• Task requirements: Pull out every line below that contains the word "hair", matching case exactly.

• Excerpted records:

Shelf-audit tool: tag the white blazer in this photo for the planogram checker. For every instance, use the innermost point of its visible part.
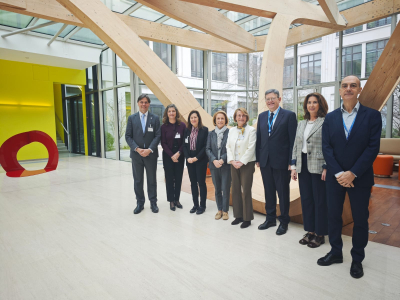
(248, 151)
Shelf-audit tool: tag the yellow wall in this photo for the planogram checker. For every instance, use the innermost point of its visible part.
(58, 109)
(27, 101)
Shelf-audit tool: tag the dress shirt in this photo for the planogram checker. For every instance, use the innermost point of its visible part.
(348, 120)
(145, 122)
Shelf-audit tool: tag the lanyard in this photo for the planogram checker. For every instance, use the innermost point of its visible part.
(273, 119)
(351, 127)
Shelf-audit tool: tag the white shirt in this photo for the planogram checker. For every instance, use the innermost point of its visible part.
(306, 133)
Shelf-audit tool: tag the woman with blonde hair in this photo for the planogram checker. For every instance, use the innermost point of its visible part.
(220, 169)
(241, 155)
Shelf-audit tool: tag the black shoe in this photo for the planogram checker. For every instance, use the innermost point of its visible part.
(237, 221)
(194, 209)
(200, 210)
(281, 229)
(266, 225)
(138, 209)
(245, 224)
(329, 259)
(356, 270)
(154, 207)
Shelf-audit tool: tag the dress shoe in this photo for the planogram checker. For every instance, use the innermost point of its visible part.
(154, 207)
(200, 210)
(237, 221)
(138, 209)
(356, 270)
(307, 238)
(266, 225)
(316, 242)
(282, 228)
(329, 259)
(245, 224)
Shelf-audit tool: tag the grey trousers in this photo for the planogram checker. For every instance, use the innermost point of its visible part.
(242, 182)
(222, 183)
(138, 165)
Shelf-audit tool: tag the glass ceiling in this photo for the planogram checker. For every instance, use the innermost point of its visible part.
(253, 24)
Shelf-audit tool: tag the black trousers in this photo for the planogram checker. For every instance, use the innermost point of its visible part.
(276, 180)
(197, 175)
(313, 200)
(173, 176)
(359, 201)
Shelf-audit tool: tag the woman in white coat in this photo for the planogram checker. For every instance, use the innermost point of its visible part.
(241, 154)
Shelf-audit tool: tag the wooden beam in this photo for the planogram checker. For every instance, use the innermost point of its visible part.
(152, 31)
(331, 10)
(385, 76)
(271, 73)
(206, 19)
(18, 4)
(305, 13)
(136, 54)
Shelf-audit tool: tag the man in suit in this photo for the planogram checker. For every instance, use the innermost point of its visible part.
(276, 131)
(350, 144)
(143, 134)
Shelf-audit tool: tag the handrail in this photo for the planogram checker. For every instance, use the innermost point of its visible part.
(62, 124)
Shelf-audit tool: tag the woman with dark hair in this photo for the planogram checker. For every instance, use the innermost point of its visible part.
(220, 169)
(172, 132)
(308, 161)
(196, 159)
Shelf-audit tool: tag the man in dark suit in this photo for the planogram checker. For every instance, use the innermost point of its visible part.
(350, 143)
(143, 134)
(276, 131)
==
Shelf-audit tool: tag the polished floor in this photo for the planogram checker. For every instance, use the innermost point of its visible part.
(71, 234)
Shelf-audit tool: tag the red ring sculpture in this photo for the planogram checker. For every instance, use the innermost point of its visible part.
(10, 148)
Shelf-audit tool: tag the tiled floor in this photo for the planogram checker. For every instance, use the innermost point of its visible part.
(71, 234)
--
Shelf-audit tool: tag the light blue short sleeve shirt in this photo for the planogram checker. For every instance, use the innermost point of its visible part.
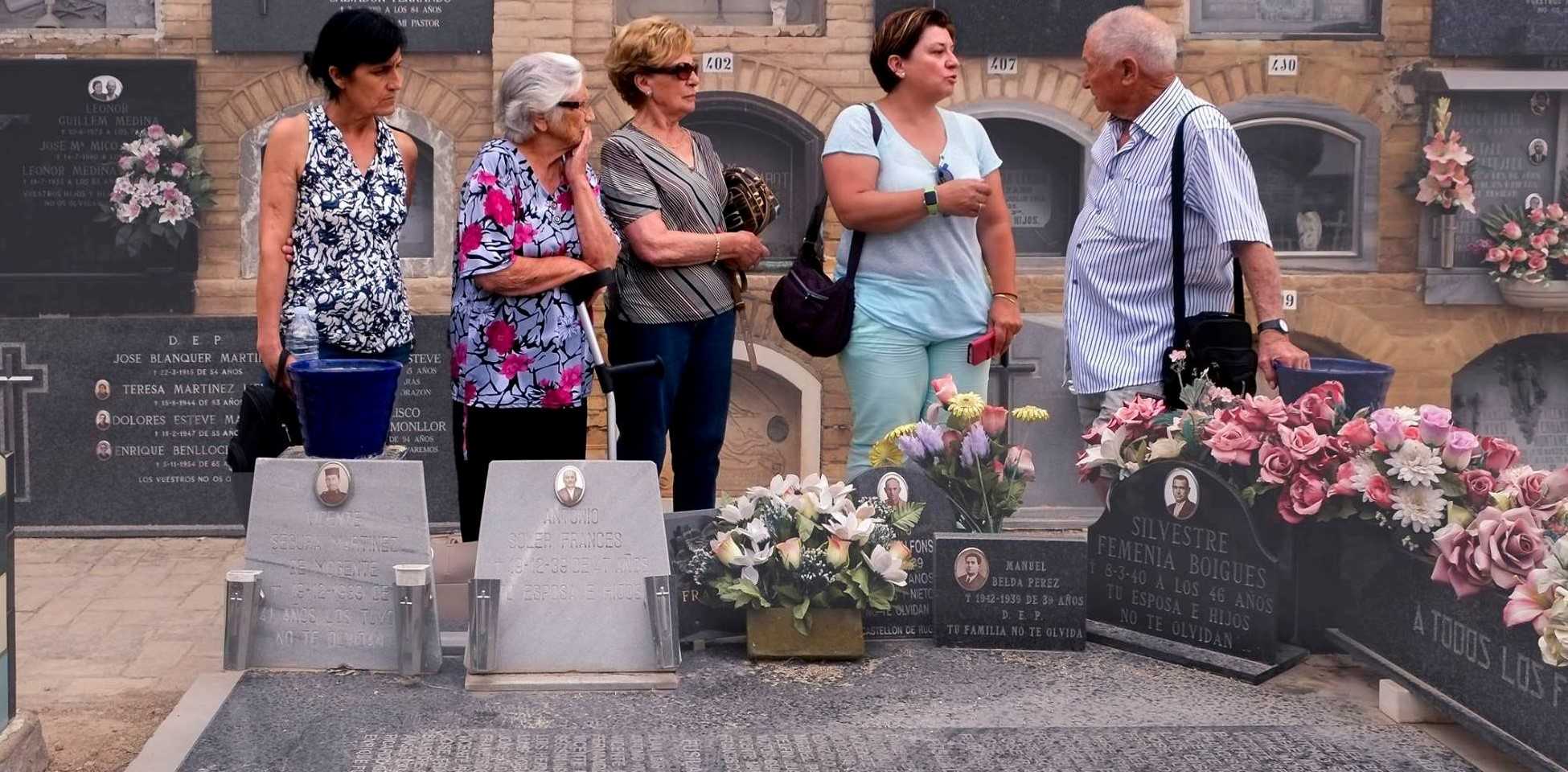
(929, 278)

• Response to the task:
Shelf-audit tool: tag the woman with blonde hair in this photo for the planogram checker. For every instance, use the innermost point of its visible part.
Shelf-audit tool: tag the woman with dark hair in this photo for the planogram checker. For every instance, use the innermost point of its visible part.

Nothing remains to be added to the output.